(Point placement entries)
══════

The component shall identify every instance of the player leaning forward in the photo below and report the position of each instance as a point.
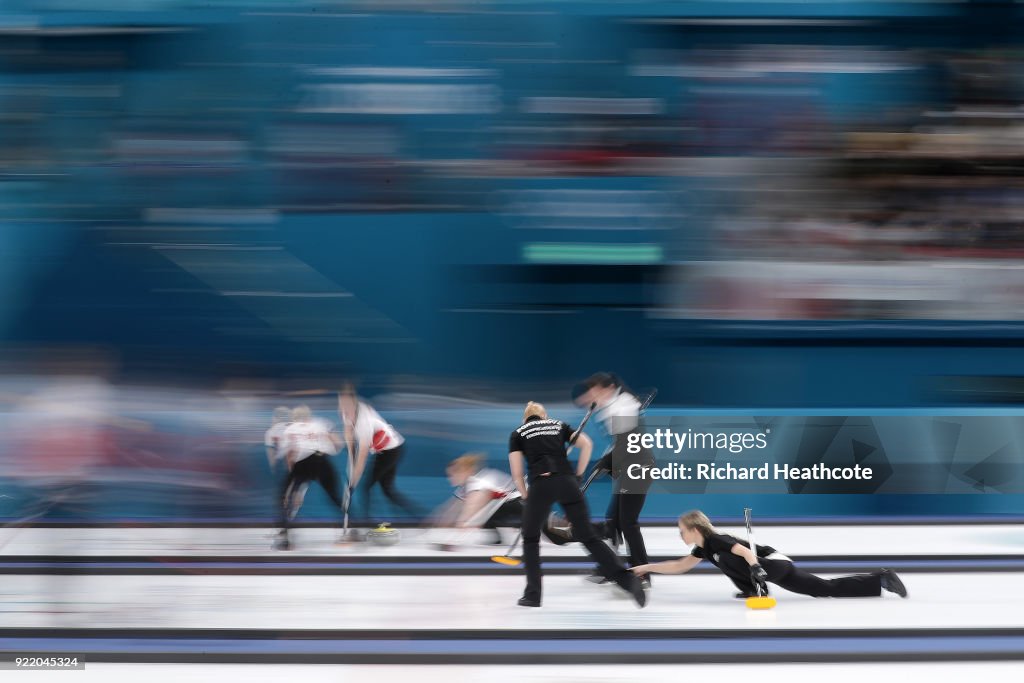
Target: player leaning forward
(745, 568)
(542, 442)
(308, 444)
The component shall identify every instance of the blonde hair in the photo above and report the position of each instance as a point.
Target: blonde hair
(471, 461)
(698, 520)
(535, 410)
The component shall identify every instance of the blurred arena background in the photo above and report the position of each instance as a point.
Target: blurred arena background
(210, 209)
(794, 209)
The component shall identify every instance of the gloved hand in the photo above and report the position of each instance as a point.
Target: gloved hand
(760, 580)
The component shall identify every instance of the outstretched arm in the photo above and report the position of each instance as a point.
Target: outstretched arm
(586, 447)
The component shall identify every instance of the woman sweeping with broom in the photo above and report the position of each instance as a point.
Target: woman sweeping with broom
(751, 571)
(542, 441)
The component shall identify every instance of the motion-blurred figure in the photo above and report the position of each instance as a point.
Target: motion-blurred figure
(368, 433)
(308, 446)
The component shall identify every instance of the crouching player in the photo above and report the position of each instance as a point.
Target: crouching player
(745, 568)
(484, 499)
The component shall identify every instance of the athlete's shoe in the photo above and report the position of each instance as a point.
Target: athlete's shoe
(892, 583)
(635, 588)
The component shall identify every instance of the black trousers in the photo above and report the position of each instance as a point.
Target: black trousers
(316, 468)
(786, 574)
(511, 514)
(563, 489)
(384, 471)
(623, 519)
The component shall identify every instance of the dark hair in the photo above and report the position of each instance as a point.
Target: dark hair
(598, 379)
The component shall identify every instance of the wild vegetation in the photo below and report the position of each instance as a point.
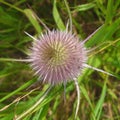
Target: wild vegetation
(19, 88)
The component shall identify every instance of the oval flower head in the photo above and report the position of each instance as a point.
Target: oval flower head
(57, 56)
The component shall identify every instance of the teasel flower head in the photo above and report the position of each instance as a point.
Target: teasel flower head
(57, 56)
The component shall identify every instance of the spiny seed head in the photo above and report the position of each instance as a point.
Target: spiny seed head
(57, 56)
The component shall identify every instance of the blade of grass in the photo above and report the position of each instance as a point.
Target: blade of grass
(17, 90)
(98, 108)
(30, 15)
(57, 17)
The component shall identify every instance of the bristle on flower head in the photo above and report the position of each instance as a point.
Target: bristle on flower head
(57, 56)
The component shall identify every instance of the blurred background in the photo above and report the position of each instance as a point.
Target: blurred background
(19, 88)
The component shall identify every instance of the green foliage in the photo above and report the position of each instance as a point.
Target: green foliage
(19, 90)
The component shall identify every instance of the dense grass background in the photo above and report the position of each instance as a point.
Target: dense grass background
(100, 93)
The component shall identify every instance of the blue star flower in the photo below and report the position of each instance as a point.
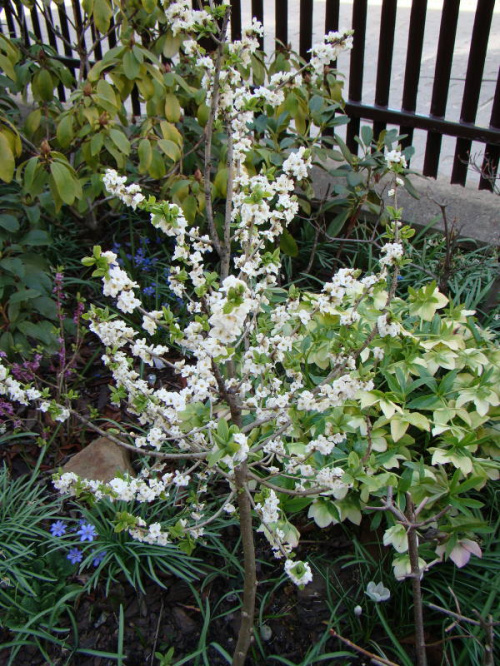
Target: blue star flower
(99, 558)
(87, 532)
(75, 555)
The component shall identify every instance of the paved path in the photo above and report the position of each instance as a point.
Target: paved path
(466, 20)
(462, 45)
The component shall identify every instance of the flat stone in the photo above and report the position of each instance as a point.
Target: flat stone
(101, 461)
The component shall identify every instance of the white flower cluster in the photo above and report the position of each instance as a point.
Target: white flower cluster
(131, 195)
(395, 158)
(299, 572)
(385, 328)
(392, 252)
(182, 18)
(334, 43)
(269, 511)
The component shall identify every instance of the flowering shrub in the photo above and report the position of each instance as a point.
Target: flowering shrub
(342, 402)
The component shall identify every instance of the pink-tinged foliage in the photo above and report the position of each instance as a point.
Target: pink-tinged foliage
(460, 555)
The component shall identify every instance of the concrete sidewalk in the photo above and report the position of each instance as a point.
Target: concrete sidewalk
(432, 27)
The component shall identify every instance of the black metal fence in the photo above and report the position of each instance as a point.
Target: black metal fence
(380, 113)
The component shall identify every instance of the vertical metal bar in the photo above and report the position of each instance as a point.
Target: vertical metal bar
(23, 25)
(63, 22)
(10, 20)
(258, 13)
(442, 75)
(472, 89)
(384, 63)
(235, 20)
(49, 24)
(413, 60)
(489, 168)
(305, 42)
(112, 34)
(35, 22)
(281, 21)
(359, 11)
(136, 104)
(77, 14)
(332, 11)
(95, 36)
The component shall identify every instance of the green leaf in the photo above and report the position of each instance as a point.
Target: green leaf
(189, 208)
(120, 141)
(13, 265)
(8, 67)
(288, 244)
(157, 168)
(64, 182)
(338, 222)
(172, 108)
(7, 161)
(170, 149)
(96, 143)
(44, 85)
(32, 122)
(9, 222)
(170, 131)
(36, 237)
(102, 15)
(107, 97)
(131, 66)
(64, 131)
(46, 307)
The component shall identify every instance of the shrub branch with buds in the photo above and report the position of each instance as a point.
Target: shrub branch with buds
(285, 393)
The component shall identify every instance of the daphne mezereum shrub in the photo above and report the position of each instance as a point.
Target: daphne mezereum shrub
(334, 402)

══════

=== EXERCISE GOAL ===
Could you copy out the entries from the line that has "The component shall identify every instance of the shrub" through the end of the entries, keeping the requests unchanged but scaling every coordinate in the answers by 2.3 and rounding each to a whole number, halves up?

=== EXPECTED OUTPUT ===
The component shall identify every instance of the shrub branch with buds in the photo above and report the position of each instance as a point.
Target: shrub branch with buds
(656, 904)
The component shall identify every instance of the daphne mezereum shrub in the photo above and report the position of each instance as a point.
Target: daphne mezereum shrub
(768, 925)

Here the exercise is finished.